Text section:
(begin)
In this weather, St John's can seem like a great place to live, with the freshest of fresh air, and its gorgeous views of that beautiful sparkling harbour; although, the fact that we kept on smelling dope on the streets at 9 o'clock in the morning, was perhaps an indicator that this is maybe not the most thrilling place to live. Because, there's an end-of-the-world, elemental feel to the place – a city perched on the edge of the Atlantic, that's a long way from anywhere.
We trekked high above the city to Signal Hill, to see the old British gun battery that protected the narrow approach to St John's sheltered harbour. The views from up there, with the clouds racing by in the wind, casting shadows over the city, before it burst into sunlight again were spectacular. Travelling up there with a photographer like Tracy was confirmation that this was a truly "picturesque" sight – she must have taken hundreds of pictures up there, as the light constantly changed.
(end)
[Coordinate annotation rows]
(begin)
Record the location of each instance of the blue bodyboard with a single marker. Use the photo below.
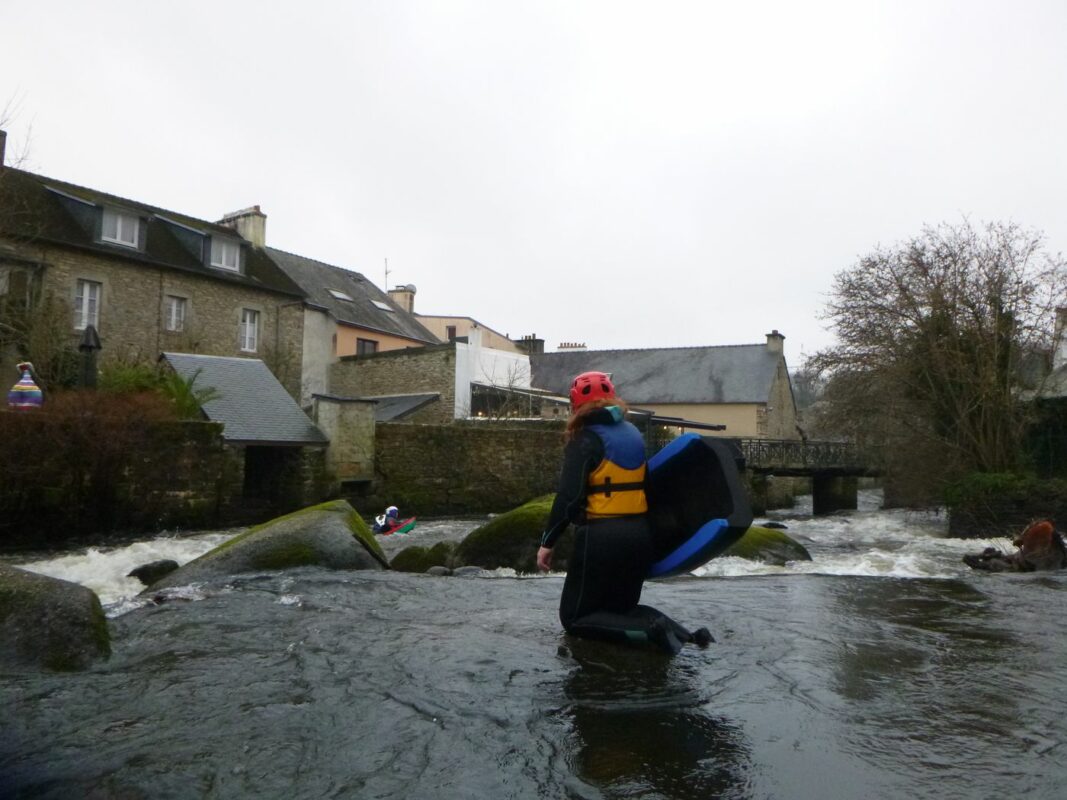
(697, 505)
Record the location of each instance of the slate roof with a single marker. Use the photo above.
(317, 277)
(732, 373)
(254, 408)
(398, 406)
(37, 208)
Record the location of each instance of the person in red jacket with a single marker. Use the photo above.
(602, 492)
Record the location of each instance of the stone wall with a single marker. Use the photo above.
(132, 312)
(414, 370)
(349, 425)
(464, 467)
(164, 476)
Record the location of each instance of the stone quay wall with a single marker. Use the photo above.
(463, 467)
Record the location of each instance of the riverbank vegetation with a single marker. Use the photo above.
(943, 344)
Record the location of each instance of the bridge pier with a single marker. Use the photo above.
(831, 493)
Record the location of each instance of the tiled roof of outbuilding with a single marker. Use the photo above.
(252, 405)
(317, 278)
(732, 373)
(40, 209)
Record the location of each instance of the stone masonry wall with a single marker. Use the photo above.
(179, 475)
(132, 312)
(463, 467)
(407, 371)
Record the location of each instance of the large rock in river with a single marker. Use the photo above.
(511, 541)
(330, 534)
(49, 624)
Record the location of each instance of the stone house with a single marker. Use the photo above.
(746, 387)
(147, 280)
(459, 380)
(447, 329)
(345, 314)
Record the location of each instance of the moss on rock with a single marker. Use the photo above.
(331, 534)
(511, 540)
(769, 545)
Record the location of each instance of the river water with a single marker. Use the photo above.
(882, 669)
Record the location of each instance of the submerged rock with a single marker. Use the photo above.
(152, 572)
(49, 624)
(421, 559)
(330, 534)
(768, 545)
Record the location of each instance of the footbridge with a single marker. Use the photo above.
(832, 466)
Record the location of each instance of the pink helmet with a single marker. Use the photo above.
(591, 386)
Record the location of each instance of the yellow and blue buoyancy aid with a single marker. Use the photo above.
(616, 488)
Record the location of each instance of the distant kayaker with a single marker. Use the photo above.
(602, 492)
(388, 522)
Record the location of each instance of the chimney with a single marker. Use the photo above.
(530, 345)
(403, 297)
(1060, 347)
(250, 223)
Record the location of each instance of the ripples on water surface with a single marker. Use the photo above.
(881, 670)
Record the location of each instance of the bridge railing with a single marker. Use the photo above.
(771, 453)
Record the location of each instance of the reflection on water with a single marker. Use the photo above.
(641, 730)
(938, 685)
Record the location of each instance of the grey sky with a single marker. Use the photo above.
(616, 173)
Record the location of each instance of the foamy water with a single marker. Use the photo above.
(868, 542)
(105, 570)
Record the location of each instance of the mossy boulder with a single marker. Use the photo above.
(421, 559)
(512, 540)
(49, 624)
(768, 545)
(330, 534)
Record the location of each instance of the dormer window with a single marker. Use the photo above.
(121, 228)
(225, 254)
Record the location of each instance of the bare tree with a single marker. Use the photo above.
(938, 338)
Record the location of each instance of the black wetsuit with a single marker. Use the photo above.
(611, 558)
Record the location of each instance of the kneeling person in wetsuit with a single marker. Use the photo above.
(602, 492)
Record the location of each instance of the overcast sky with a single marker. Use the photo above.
(621, 174)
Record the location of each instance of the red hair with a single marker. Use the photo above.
(577, 419)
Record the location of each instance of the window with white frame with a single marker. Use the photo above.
(86, 304)
(175, 313)
(249, 335)
(225, 254)
(121, 228)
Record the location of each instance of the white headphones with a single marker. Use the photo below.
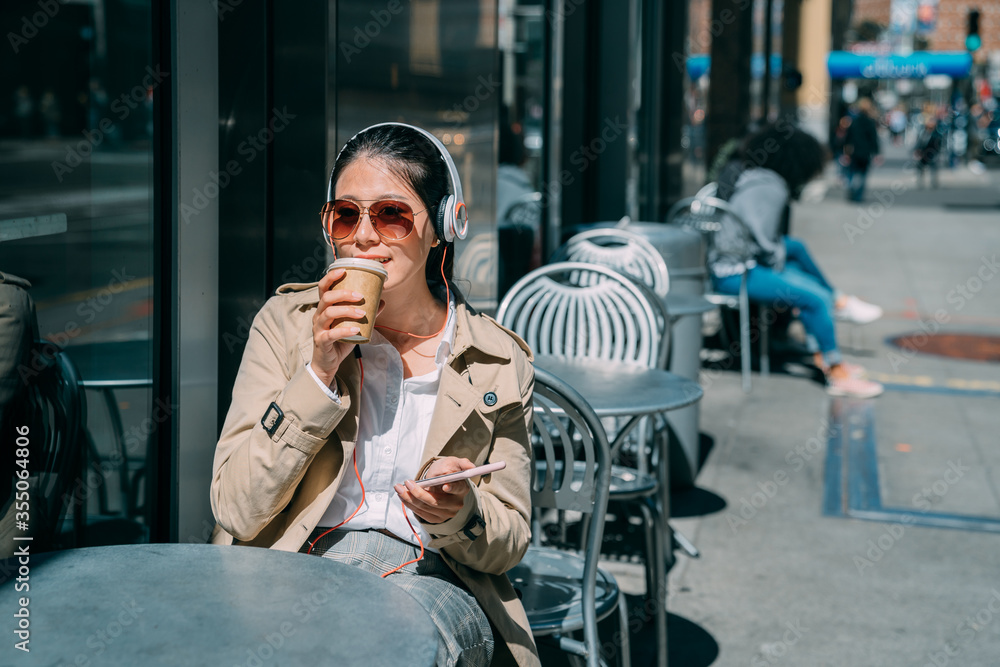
(end)
Stated exercise 1:
Shift the rows from the line with "Record the location of each instance of the window" up to and including the final line of the rows, writing every line again with its request and adding -49 to each coordinate in the answers. Leave the pictures out of your answer.
Stated exercise 2:
Supply the next part of the travel account of St John's, beginning after its final sentence.
The text and the rows were taken from unrelated sources.

Right answer 1:
Record the location of each instance of the window with white frame with a single marker. Use the photo above.
(37, 255)
(126, 264)
(200, 286)
(176, 205)
(72, 179)
Record the location of each instance of the white headphones with a single marker. Use the photo below.

Right answer 2:
From the top of the hill, we then marched on down again to the other side, down a beautiful walking path through the woods, to the little fishing village of Quidi Vidi, which again couldn't have looked much more photogenic, with the turning leaves of the trees reflecting in the still waters of its harbour.
Our pedometers (and our tired feet) were telling us that this was quite a trek, so we stopped for lunch in an Italian deli on the edge of town, before we headed back into the Downtown area, to explore its quirky mix of shops and bars.
I don't think that I'd like to live somewhere as remote as St John's; but, when the sun's shining, it's a great place for a day trip.